▼▼▼
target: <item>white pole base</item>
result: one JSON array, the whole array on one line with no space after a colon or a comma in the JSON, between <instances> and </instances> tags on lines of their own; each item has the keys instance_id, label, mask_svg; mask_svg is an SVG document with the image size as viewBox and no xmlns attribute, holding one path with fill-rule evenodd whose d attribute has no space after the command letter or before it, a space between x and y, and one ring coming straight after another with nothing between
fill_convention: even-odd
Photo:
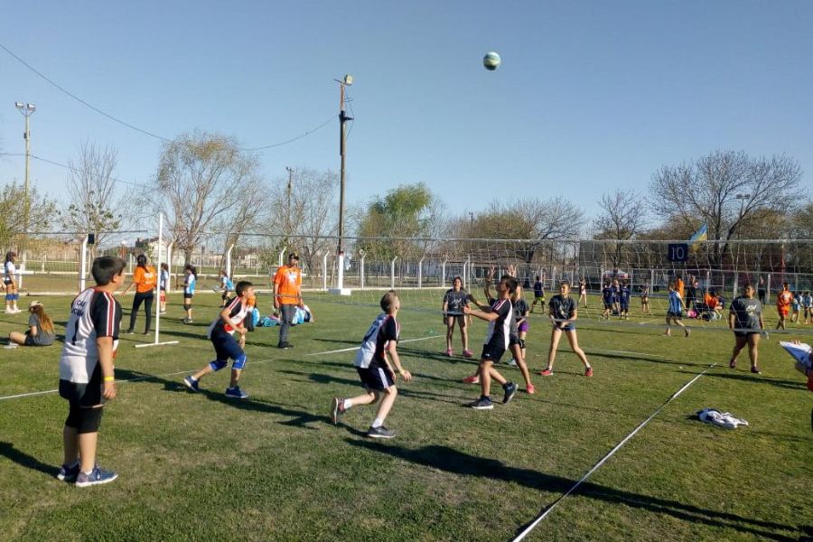
<instances>
[{"instance_id":1,"label":"white pole base","mask_svg":"<svg viewBox=\"0 0 813 542\"><path fill-rule=\"evenodd\" d=\"M136 348L146 348L148 346L164 346L164 344L178 344L177 341L167 341L166 342L145 342L136 344Z\"/></svg>"}]
</instances>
▲▲▲
Reproduce the items above with "Image" substituted for "Photo" and everything else unchanged. Omit the pictures from your answer.

Response below
target: <item>white pole base</item>
result: one JSON array, the whole array on one line with no space after a colon or a comma in the JSON, between <instances> and </instances> tags on lines of their own; each item has the keys instance_id, label, mask_svg; mask_svg is an SVG document with the image size as viewBox and no xmlns attribute, holding one path with fill-rule evenodd whose d attribute has no space after the command letter or before it, a space between x and y, and one ring coming straight after another with nothing between
fill_convention: even-odd
Image:
<instances>
[{"instance_id":1,"label":"white pole base","mask_svg":"<svg viewBox=\"0 0 813 542\"><path fill-rule=\"evenodd\" d=\"M136 348L146 348L148 346L164 346L164 344L178 344L177 341L167 341L166 342L145 342L136 344Z\"/></svg>"}]
</instances>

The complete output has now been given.